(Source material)
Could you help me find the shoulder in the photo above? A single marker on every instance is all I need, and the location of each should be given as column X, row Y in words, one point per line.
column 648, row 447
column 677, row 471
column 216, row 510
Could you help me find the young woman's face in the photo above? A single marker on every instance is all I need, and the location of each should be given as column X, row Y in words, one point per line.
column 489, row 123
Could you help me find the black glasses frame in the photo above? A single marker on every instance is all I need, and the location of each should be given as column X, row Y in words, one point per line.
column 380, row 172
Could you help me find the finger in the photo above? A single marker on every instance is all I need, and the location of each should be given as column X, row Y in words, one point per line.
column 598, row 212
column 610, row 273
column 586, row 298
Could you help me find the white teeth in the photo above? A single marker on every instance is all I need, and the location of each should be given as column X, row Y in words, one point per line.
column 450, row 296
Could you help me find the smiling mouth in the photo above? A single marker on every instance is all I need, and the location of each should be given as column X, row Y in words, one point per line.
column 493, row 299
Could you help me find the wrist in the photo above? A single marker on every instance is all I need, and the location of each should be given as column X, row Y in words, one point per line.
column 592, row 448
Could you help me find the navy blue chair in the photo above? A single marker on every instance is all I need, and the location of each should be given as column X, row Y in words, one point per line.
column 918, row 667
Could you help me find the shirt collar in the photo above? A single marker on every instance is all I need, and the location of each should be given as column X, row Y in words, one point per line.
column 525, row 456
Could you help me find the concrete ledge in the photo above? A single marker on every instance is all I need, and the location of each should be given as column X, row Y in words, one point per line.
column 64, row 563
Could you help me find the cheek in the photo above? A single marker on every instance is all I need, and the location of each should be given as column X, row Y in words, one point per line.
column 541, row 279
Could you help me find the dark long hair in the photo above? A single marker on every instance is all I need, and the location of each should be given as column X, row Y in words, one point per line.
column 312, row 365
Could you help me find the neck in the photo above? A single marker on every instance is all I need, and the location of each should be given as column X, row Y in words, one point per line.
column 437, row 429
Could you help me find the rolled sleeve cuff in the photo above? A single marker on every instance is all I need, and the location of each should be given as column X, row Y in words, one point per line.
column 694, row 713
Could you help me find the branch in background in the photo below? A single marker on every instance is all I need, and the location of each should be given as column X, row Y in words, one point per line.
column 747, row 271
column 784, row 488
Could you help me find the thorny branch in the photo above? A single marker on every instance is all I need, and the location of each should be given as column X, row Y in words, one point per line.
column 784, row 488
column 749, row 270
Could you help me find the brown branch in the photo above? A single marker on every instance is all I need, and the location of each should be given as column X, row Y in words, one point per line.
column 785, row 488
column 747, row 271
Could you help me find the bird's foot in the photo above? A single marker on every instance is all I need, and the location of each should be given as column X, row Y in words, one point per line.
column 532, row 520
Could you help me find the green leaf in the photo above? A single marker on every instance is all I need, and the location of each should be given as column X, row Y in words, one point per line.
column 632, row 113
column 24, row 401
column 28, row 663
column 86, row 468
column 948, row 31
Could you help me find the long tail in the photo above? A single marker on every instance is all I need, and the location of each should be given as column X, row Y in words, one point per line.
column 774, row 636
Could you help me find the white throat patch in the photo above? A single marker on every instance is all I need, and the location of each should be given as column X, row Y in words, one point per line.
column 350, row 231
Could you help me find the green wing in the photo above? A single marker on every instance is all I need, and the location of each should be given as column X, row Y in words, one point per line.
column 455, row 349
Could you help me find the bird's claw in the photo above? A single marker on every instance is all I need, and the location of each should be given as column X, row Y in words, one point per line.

■ Work to complete:
Please reproduce the material from the line with "Could you help me find the concrete" to the line with "column 64, row 563", changing "concrete ledge" to "stone ledge" and leaving everything else as it is.

■ Right answer:
Could you help me find the stone ledge in the photo above? A single marker on every instance is all I need, and the location of each should be given as column X, row Y in words, one point per line.
column 64, row 563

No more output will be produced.